- Challenge:
Pull out every line in the records below that contains the word "road", and copy each one.

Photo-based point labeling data
• • • • •
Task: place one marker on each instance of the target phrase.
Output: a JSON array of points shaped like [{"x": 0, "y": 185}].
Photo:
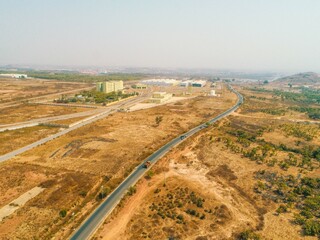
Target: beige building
[
  {"x": 111, "y": 86},
  {"x": 160, "y": 97},
  {"x": 139, "y": 86}
]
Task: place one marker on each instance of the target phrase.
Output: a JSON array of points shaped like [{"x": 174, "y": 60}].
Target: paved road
[
  {"x": 126, "y": 103},
  {"x": 91, "y": 224}
]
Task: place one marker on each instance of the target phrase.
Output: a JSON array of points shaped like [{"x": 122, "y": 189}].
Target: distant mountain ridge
[{"x": 300, "y": 78}]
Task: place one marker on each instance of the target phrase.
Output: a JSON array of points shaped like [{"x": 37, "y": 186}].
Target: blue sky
[{"x": 275, "y": 35}]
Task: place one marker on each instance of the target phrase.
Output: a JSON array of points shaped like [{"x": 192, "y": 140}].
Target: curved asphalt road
[{"x": 91, "y": 224}]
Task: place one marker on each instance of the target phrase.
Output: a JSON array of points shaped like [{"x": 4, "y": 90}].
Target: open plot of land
[
  {"x": 15, "y": 90},
  {"x": 12, "y": 140},
  {"x": 244, "y": 175},
  {"x": 26, "y": 112},
  {"x": 83, "y": 166}
]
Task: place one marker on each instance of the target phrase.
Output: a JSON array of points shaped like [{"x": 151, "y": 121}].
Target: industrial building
[
  {"x": 111, "y": 86},
  {"x": 139, "y": 86},
  {"x": 193, "y": 83},
  {"x": 161, "y": 82},
  {"x": 160, "y": 97},
  {"x": 12, "y": 75}
]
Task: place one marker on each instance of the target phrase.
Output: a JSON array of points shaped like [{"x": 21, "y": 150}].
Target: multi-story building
[
  {"x": 160, "y": 97},
  {"x": 111, "y": 86}
]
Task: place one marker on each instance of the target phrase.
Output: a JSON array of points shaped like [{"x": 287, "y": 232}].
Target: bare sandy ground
[{"x": 10, "y": 208}]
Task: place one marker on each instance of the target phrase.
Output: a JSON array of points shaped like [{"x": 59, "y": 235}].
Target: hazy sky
[{"x": 230, "y": 34}]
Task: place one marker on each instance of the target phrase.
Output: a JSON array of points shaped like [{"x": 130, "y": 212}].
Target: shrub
[
  {"x": 63, "y": 213},
  {"x": 249, "y": 235}
]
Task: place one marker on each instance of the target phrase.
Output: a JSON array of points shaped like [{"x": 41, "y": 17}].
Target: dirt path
[
  {"x": 10, "y": 208},
  {"x": 275, "y": 118},
  {"x": 116, "y": 227}
]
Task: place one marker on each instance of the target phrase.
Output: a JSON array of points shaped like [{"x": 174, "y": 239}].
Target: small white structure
[
  {"x": 213, "y": 93},
  {"x": 161, "y": 82},
  {"x": 160, "y": 97},
  {"x": 13, "y": 75}
]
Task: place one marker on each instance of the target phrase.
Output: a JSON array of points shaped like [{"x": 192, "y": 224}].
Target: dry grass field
[
  {"x": 78, "y": 167},
  {"x": 238, "y": 179},
  {"x": 15, "y": 89},
  {"x": 26, "y": 112},
  {"x": 15, "y": 139}
]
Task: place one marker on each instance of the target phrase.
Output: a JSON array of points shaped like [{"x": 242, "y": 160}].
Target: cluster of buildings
[
  {"x": 110, "y": 86},
  {"x": 193, "y": 83},
  {"x": 160, "y": 97},
  {"x": 13, "y": 75},
  {"x": 139, "y": 86},
  {"x": 161, "y": 82},
  {"x": 174, "y": 82}
]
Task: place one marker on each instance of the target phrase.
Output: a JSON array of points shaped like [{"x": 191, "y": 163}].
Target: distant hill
[{"x": 300, "y": 78}]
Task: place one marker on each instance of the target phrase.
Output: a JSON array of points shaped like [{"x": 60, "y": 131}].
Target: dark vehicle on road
[
  {"x": 183, "y": 137},
  {"x": 147, "y": 164}
]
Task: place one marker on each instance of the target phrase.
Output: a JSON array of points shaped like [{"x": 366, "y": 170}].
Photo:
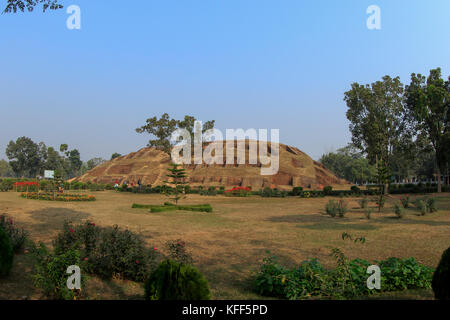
• • • • •
- Response below:
Target: paved road
Target: curved asphalt road
Target: dark vehicle on road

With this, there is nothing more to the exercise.